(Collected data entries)
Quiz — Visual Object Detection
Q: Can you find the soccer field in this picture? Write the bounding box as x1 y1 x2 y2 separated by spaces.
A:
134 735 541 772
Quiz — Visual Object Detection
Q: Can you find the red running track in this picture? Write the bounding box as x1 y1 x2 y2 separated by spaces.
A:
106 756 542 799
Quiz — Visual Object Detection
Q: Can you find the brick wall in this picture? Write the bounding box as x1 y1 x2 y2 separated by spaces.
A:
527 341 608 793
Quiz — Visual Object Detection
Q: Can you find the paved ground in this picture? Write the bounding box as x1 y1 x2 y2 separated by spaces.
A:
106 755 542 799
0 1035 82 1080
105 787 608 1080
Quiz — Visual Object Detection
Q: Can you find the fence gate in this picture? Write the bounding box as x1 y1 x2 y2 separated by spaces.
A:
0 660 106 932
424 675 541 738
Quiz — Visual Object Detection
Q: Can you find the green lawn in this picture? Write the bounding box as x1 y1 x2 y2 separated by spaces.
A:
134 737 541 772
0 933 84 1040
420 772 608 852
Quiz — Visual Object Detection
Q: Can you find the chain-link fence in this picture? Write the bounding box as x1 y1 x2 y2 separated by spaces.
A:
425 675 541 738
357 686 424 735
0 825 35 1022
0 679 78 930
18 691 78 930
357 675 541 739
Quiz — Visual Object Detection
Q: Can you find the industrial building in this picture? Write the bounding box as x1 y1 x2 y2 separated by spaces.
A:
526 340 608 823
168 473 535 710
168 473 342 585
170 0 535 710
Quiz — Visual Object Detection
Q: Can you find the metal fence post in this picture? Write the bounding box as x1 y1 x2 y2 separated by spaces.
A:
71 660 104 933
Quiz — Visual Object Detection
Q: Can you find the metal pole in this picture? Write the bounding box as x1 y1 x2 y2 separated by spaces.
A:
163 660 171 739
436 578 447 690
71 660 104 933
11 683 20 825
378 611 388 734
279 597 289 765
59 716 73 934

Problem statement: Tally the lines in the records above that contain the word "metal", and reply with only the number.

Written reply: 2